WORK TO DO:
Without including any pictures, copy each entry below exactly.
— begin PROVIDED INFORMATION —
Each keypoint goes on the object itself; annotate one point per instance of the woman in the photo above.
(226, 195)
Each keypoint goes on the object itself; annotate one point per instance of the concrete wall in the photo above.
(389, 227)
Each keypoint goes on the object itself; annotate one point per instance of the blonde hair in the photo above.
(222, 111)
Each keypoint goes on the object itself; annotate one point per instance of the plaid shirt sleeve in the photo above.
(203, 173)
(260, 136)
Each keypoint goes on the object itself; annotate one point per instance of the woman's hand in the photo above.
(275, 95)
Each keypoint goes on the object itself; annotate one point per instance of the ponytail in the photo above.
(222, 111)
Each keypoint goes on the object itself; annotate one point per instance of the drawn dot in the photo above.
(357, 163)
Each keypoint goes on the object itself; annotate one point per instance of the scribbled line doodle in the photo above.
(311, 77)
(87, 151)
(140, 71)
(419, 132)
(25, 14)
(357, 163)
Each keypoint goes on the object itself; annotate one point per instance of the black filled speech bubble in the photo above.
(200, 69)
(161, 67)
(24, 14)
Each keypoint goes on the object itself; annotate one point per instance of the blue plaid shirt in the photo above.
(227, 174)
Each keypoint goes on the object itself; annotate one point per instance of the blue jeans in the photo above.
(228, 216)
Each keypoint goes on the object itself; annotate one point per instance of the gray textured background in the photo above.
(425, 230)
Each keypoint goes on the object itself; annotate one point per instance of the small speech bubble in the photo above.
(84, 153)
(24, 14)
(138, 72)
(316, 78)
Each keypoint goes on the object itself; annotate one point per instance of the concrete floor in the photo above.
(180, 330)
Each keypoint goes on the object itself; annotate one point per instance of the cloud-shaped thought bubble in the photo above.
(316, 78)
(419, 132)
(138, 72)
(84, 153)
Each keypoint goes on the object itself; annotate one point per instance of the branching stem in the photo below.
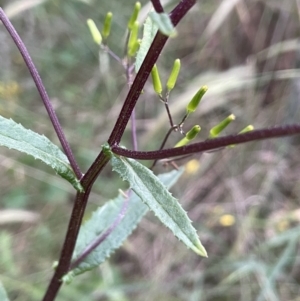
(273, 132)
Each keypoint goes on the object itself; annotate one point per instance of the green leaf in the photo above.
(3, 295)
(149, 32)
(164, 23)
(156, 196)
(15, 136)
(104, 217)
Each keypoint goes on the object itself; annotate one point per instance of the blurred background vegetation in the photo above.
(243, 201)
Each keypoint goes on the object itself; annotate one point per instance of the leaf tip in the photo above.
(200, 250)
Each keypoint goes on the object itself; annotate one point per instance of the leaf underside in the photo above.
(15, 136)
(104, 217)
(3, 295)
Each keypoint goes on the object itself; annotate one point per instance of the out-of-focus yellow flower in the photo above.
(227, 220)
(192, 166)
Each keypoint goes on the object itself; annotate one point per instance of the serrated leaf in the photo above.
(149, 32)
(103, 218)
(156, 196)
(3, 295)
(15, 136)
(163, 23)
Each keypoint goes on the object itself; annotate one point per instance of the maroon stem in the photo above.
(115, 137)
(157, 6)
(138, 84)
(41, 88)
(273, 132)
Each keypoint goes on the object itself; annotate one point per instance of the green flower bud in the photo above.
(216, 130)
(156, 80)
(107, 25)
(193, 104)
(94, 31)
(133, 39)
(190, 135)
(135, 13)
(174, 74)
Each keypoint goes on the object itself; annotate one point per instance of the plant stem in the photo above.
(91, 247)
(134, 93)
(137, 86)
(274, 132)
(71, 235)
(157, 6)
(43, 93)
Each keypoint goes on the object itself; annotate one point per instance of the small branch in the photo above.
(138, 84)
(134, 93)
(274, 132)
(43, 93)
(68, 247)
(163, 144)
(72, 233)
(157, 6)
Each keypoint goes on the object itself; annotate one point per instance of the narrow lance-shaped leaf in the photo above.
(153, 193)
(15, 136)
(3, 295)
(164, 23)
(104, 217)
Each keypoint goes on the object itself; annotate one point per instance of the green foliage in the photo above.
(104, 217)
(163, 23)
(193, 104)
(149, 32)
(15, 136)
(3, 295)
(153, 193)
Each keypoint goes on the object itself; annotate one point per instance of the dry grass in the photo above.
(243, 201)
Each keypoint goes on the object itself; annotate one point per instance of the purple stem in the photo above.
(40, 86)
(157, 6)
(90, 248)
(274, 132)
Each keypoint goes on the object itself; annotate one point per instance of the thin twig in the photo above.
(90, 248)
(274, 132)
(157, 6)
(43, 93)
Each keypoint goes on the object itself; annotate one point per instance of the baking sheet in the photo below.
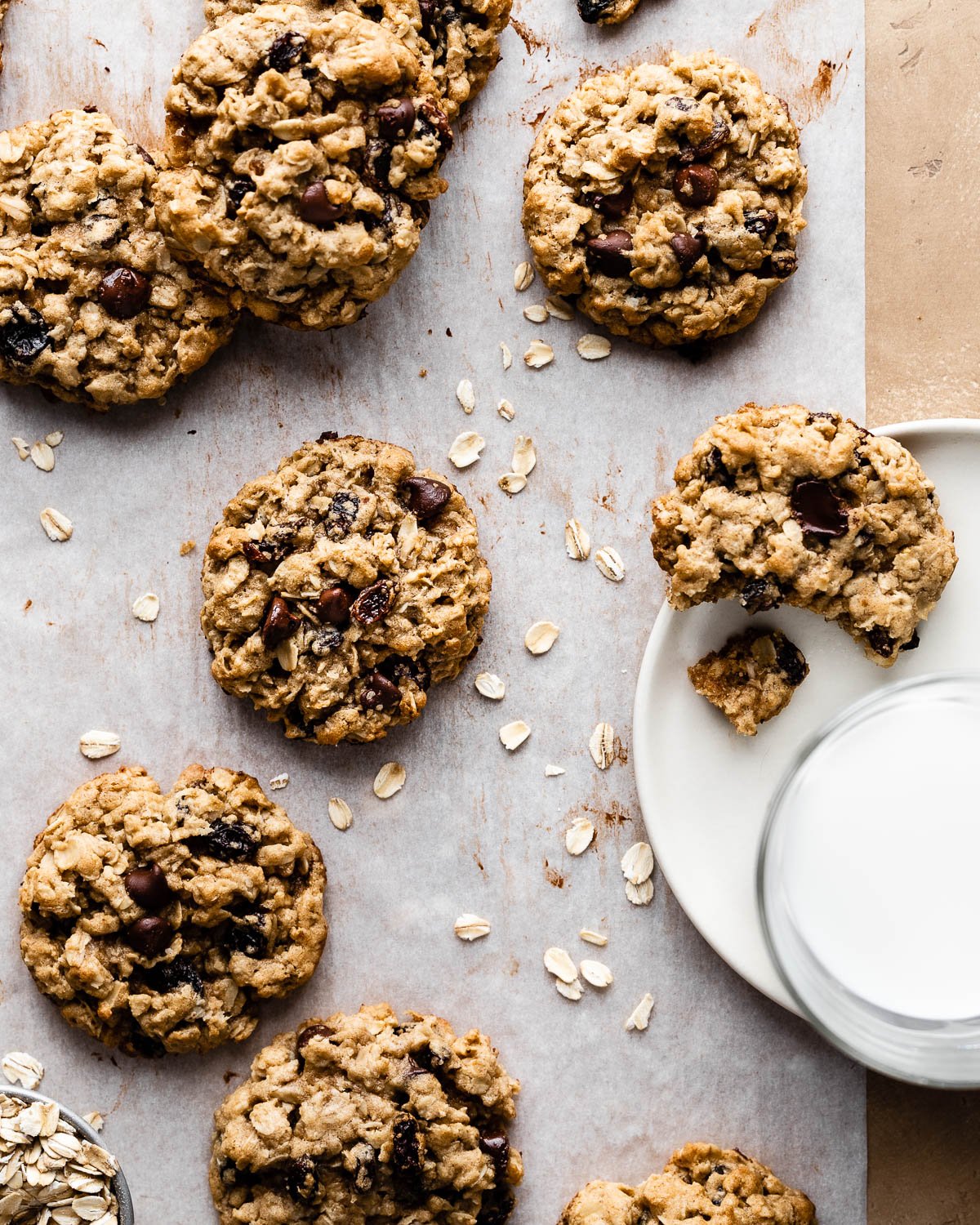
(474, 828)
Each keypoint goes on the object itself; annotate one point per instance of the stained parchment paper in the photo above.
(474, 828)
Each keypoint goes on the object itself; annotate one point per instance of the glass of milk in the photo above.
(869, 880)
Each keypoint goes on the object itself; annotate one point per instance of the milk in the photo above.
(881, 865)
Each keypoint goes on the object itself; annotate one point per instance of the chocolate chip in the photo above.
(608, 252)
(379, 693)
(612, 207)
(425, 497)
(225, 840)
(341, 514)
(316, 207)
(333, 605)
(761, 222)
(688, 249)
(497, 1146)
(149, 936)
(286, 51)
(24, 338)
(817, 509)
(301, 1178)
(696, 185)
(406, 1148)
(761, 595)
(396, 119)
(278, 621)
(124, 293)
(173, 975)
(149, 887)
(374, 602)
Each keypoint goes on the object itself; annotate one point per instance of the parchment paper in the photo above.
(474, 828)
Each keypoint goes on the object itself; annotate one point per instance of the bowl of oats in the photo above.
— end PROVIDED INFORMATION —
FINISHED EXERCISE:
Each keypoint goes on the object itself; annotate one point per instance of the woman in the photo above.
(226, 195)
Each keypoint goes on the object itself; annotate one point per instance of the concrete wall in the photo above.
(389, 227)
Each keypoint goes on the object itself; annotate one point per instance of the blonde hair in the photo above.
(222, 111)
Each keypoint goes on the object itself; annotate one point per instance of the plaid shirt sleeve in the photo above.
(203, 173)
(260, 136)
Each keypoint goes on the object itself; annotate one point per instance of the woman's hand in the photo above.
(275, 95)
Each keypoint goes on the object itself; annotate one point per instance of the ponytail in the photo above.
(222, 111)
Each keypoint goes on the object itself; annotate one point per instance of the drawn dot in the photo above.
(357, 163)
Each keypoint goes on the object itself; annotate one point per instance of the scribbled line doodle in the photo above.
(311, 77)
(87, 151)
(140, 71)
(419, 132)
(25, 14)
(357, 163)
Each keypoint goes on the object itself; annotate one point per instance of the black filled speech bubble in the photo above.
(200, 69)
(161, 67)
(24, 14)
Each keypoint goes on the object itself; annotate one point per instance of the blue plaid shirt in the photo above.
(227, 174)
Each keypoint goes on the object itself; annotate one point per instance of the blue jeans in the photo above.
(228, 216)
Each keypoint goes on the object itself; annotate one point per instance of the gray textured background in the photo above.
(425, 230)
Each keypoint goes on the object itself; annotate one point per instance of the small speech bubble in the photo above.
(84, 153)
(24, 14)
(138, 72)
(316, 78)
Each keypoint goes on the object itself; annotate one point per instance of the concrete floor in the photo above.
(180, 330)
Each keypoint goes on the object itself; annotate one point per instance of the cloud-shaped thought bubble in the photo above.
(316, 78)
(419, 132)
(138, 72)
(84, 153)
Each keypoint goes on the object itself; annotate one point per instance of the branching stem in the photo below.
(273, 132)
Each keypoint goes on the object itself; annotate one point per instance of the green leaf in the photo above.
(3, 295)
(149, 32)
(164, 23)
(156, 196)
(15, 136)
(104, 217)
Each keypoint goes on the object itself; annotate one point per instance of the blurred background vegetation in the photo above.
(243, 201)
Each keypoint goes on the object itself; annotate one point per instance of the leaf tip in the photo above.
(200, 250)
Each keypoint goes on the object itself; annotate one point per instance of the leaf underside in the photo above.
(15, 136)
(104, 217)
(3, 295)
Each keypoint goes on the object itself; annotate one point per instance of the out-of-focus yellow flower in the photo above.
(227, 220)
(192, 166)
Each keypoint goes on the object itself; annotate one point per instance of the serrated leaf in the photo above.
(149, 32)
(103, 218)
(156, 196)
(3, 295)
(15, 136)
(163, 23)
Each keypoint goes on the object itself; annotate one point per instance of the maroon stem in the photo above.
(115, 137)
(157, 6)
(138, 84)
(41, 88)
(273, 132)
Each keypoint goes on the object itself; annotate one point per instance of the green flower bud in the photo above.
(216, 130)
(156, 80)
(107, 25)
(193, 104)
(94, 31)
(133, 39)
(190, 135)
(135, 13)
(174, 74)
Each keypoint goes on the object itself; annotate one point per instance of the plant stem in the photo above.
(91, 247)
(134, 93)
(137, 86)
(274, 132)
(71, 235)
(157, 6)
(43, 93)
Each keypoint goes on the object itself; annotate one point per instance of the small branch in the photo above.
(138, 84)
(134, 93)
(274, 132)
(43, 93)
(68, 247)
(163, 144)
(72, 233)
(157, 6)
Each keypoint goes on the object itself; annotate one point per instance of the narrow lance-shaped leaf in the photo above.
(153, 193)
(15, 136)
(3, 295)
(164, 23)
(104, 217)
Each keypoint goes on the object itself; annotate one point per instance of the green foliage in the photo above.
(104, 217)
(163, 23)
(193, 104)
(149, 32)
(15, 136)
(3, 295)
(153, 193)
Each keypoint goes on the object itself; annotate one point per instance of the dry grass in the photo above.
(243, 201)
Each keypoint goes on the object itself; annotate one point per instance of the purple stem in the photo above.
(40, 86)
(157, 6)
(90, 248)
(274, 132)
Each keypoint goes on the object itself; annotate one point per instance of the thin twig in the photo above.
(90, 248)
(274, 132)
(157, 6)
(43, 93)
Each keypoint goes on the object itself; annotate one point per instance of the baking sheet in the photo below.
(474, 828)
Each keypoint goes on the object itself; annotate one point per instance of the stained parchment paper in the photo above.
(474, 828)
Each keypoint goes on the object itself; annotate one point per instance of the glass of milk in the photo above.
(869, 880)
Each keypoint goes on the object itself; annotate one point per instance of the milk in the photo above.
(881, 865)
Each keypoint goes on the object itself; annotate one point per instance of the chocolate chip in the photo above.
(608, 252)
(379, 693)
(612, 207)
(425, 497)
(225, 840)
(341, 514)
(316, 207)
(333, 605)
(761, 222)
(688, 249)
(497, 1146)
(149, 936)
(286, 51)
(24, 338)
(817, 509)
(301, 1178)
(696, 185)
(406, 1148)
(761, 595)
(396, 119)
(278, 621)
(124, 293)
(173, 975)
(149, 887)
(374, 602)
Each keypoint goes on the object itself; annotate one point per instance of the parchment paper in the photo above.
(474, 828)
Each keypoint goes on the object itself; annotate one point per instance of the bowl of oats in the photo above.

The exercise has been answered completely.